▸ **How to complete this task**
Can you resume the list of one-line jokes after its final entry, adding several more in the same style?
*** Opening Text excerpt ***
We grew up thinking it’s perfectly normal that Tom and Jerry were always naked and only wore swimsuits when at the beach.
After 30 minutes of looking, my husband finally found the car keys. They were in the last place he would think to look: in the pocket. Of the jacket. He was wearing.
There’s “disappointment” and then there’s “Waiter walking past my table with food I thought was mine disappointment”
Dating tip:
Girls love mysterious guys. For example, tell her “Im a lawyer.Or AM I?” then hum the Twilight Zone theme and turn into an eagle
I once watched two guys arguing in sign language.
Either that, or they were both really bad at martial arts.
My dream of making Playboy gone, so my best bet is National Geographic photographing me naked, carrying water on my head.
An elementary school teacher’s most important job is to tell one kid per year they’ll never amount to shit in order to spark their rap career
I wear tap shoes to a restaurant on a first date, that way in case he tries to murder me the news outlets can say she was last heard wearing tap shoes.
sometimes i sneeze so loud and hard i think i’m a dad
Fool me once, I buy a grenade, Fool me twice, I throw it..
I hate it when I take a picture of myself and see 20 years of bad eating habits and no exercise
When a relative asks me what I’m doing with my life, I tell more lies than a guy at a computer whose wife just asked him what he’s doing.
*** Closing Text excerpt ***
*** Opening Extracted information ***
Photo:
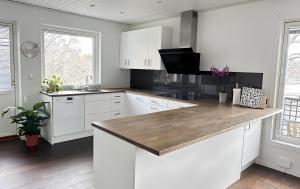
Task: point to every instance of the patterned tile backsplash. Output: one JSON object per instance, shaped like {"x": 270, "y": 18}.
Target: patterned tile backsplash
{"x": 192, "y": 87}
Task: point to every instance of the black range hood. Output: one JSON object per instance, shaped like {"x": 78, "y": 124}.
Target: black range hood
{"x": 184, "y": 60}
{"x": 180, "y": 61}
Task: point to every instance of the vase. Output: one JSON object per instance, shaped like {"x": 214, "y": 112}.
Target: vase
{"x": 31, "y": 140}
{"x": 222, "y": 98}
*** Closing Extracted information ***
▸ **Reply to the exercise**
I need some sun. My legs are so white they just drove to Whole Foods in their Prius.
Reverse psychology – only it’s me swapping chairs when my therapist went to the bathroom.
NYT: No, we did not make Wordle harder. We promise.
Also NYT: Today’s Wordle is KHYBX — which everyone knows is a popular 11th century Latin delicacy derived from quicksand extract. Duh.
Told my husband that I was the prettiest girl in Walmart today and he replied “No offense sweetie, but I’ve been the prettiest girl at Walmart”
I have to find the recorder the school sent home last year, or something terrible will happen. The school will send home another recorder.
Car just drove through the front of my house, because he forgot his corrective lenses. It was a bad case of contactless delivery.
How is there not an STD Clinic called, “Clap on Clap off”?
A tenable situation implies the existence of an elevenable situation
replying “so true bestie” every time a man tells me i’m pretty
Out of curiosity I decided to look at Pinterest, and I’ve decided it’s basically cyber-hoarding…
Me: actually, EVERY date will never happen again
Her: *getting up* okay but this is REALLY never happening again
ME: do you have any specials
PHARMACIST: what
My wife punched me during sex last night. Probably a good idea that my mistress and I do it at her place next time.
I’ve been eating healthy, so it’s not the best time to confront me on something trivial.
[Inside Trojan Horse]
OTHER GREEKS: *fearful/anxious silence*
ME: This is my first sleepover
Screenwriting:
ACT ONE: What’s their deal?
ACT TWO: This wasn’t the deal, now let’s see how they deal.
ACT THREE: They’re a whole new deal.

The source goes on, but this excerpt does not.